• **Data supplied**:
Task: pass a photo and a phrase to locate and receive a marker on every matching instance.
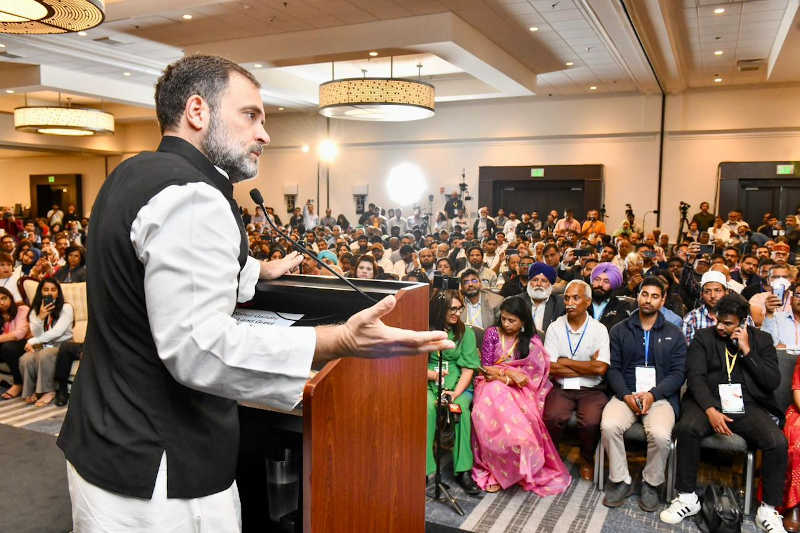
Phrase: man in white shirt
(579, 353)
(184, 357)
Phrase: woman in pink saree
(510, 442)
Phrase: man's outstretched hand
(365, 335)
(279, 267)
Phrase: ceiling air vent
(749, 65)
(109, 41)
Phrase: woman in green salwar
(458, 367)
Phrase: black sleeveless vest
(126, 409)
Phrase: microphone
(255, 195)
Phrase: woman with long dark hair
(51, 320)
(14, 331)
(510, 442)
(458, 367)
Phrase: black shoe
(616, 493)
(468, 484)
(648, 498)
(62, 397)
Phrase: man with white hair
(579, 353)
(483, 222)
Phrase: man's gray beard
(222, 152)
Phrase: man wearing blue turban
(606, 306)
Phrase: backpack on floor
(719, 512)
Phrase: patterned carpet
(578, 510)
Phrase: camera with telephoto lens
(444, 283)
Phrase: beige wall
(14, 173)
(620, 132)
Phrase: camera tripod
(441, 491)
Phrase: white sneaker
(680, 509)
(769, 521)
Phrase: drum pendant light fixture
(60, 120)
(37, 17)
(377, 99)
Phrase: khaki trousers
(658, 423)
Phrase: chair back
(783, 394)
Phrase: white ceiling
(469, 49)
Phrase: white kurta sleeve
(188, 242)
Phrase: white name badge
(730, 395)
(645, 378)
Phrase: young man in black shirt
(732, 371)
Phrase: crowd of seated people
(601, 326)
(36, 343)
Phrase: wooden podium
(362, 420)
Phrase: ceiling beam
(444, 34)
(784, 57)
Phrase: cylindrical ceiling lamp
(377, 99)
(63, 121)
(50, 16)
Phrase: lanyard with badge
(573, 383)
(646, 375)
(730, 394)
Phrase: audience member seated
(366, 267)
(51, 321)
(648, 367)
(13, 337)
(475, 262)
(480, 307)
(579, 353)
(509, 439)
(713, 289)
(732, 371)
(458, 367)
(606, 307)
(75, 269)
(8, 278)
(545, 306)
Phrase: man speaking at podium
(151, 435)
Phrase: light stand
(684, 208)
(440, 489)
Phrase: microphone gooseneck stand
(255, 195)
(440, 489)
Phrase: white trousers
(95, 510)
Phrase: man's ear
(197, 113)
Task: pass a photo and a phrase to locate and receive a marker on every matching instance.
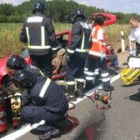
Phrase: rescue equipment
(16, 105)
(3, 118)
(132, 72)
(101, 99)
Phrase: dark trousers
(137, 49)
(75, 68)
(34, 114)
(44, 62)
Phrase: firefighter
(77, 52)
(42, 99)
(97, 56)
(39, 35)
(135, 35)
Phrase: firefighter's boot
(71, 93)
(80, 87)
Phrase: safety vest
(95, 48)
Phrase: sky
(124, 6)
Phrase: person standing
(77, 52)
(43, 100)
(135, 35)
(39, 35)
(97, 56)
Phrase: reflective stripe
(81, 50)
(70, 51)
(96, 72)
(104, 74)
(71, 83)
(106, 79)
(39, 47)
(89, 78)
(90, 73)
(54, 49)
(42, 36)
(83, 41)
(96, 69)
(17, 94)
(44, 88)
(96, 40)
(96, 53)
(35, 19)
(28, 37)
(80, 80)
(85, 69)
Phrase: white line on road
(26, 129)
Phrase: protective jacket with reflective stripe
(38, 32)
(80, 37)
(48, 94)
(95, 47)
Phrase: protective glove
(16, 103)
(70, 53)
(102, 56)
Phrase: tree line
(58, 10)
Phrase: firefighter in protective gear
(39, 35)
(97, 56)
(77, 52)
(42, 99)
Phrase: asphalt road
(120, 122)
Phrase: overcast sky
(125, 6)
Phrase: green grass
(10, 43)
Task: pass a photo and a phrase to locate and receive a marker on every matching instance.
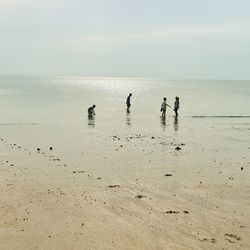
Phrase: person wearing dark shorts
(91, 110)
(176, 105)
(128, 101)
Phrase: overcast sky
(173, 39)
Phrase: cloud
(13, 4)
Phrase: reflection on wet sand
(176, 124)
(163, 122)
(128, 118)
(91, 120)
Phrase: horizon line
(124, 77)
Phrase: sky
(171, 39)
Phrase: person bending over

---

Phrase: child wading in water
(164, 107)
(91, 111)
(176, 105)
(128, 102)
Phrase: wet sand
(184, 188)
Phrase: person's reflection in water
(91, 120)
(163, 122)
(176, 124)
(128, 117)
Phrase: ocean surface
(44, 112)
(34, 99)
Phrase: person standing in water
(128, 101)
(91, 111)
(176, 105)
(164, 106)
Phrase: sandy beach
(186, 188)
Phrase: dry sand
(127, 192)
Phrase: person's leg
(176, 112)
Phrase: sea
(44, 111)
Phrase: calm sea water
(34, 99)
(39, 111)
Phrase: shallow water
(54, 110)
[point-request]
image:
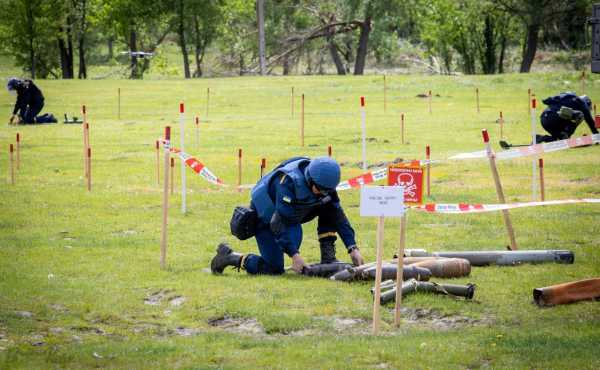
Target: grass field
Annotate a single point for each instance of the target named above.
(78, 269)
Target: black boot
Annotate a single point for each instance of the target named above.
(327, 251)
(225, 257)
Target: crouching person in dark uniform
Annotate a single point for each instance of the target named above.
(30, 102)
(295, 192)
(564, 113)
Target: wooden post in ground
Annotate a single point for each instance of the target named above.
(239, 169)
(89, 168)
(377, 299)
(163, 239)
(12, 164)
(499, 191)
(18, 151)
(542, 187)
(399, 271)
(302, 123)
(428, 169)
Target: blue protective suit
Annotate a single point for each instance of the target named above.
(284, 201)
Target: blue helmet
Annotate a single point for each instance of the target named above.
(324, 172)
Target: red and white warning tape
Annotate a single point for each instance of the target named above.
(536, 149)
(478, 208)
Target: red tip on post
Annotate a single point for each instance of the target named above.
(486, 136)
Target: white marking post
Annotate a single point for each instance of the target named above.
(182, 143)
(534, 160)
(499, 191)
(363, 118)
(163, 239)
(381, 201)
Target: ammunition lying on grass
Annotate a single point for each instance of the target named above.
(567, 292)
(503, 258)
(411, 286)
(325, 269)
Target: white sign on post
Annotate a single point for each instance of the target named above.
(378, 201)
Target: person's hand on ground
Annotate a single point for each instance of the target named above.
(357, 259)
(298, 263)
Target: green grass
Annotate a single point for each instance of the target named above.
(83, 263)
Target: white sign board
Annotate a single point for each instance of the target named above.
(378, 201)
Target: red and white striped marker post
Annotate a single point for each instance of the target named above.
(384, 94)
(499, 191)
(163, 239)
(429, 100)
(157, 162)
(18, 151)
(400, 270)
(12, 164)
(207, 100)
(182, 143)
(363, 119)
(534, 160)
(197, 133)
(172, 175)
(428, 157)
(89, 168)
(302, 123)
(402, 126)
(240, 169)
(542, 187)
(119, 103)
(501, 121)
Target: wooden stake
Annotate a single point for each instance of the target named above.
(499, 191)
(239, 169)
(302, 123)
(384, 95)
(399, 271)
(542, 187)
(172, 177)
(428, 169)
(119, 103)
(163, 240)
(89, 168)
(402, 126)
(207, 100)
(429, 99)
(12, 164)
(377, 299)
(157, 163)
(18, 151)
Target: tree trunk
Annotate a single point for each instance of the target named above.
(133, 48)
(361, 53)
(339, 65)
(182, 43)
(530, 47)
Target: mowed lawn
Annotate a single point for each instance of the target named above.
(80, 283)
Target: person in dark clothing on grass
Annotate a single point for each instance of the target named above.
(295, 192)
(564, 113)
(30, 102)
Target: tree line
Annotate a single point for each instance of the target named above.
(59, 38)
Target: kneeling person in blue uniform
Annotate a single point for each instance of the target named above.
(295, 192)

• **Task brief**: Within the material above, extract exactly the lines that start at the line containing "Target: blue protective suit" and stop after the line containing "Target: ammunition lying on grass", and only those.

• **Answer area**:
Target: blue protective suit
Annotate a single point for each instance of the target named above.
(284, 201)
Target: blue helmet
Annotate a single point for each instance of the target named above.
(324, 172)
Target: red and white warning tape
Annotate a single point for each instance of the target named above.
(536, 149)
(478, 208)
Target: red tip on post
Annotate a single point for each instance of the target named above.
(486, 136)
Target: white marking post
Annotate a single point for each instance of the target named above.
(182, 143)
(534, 160)
(499, 191)
(363, 118)
(163, 239)
(381, 201)
Target: ammunition lying on grass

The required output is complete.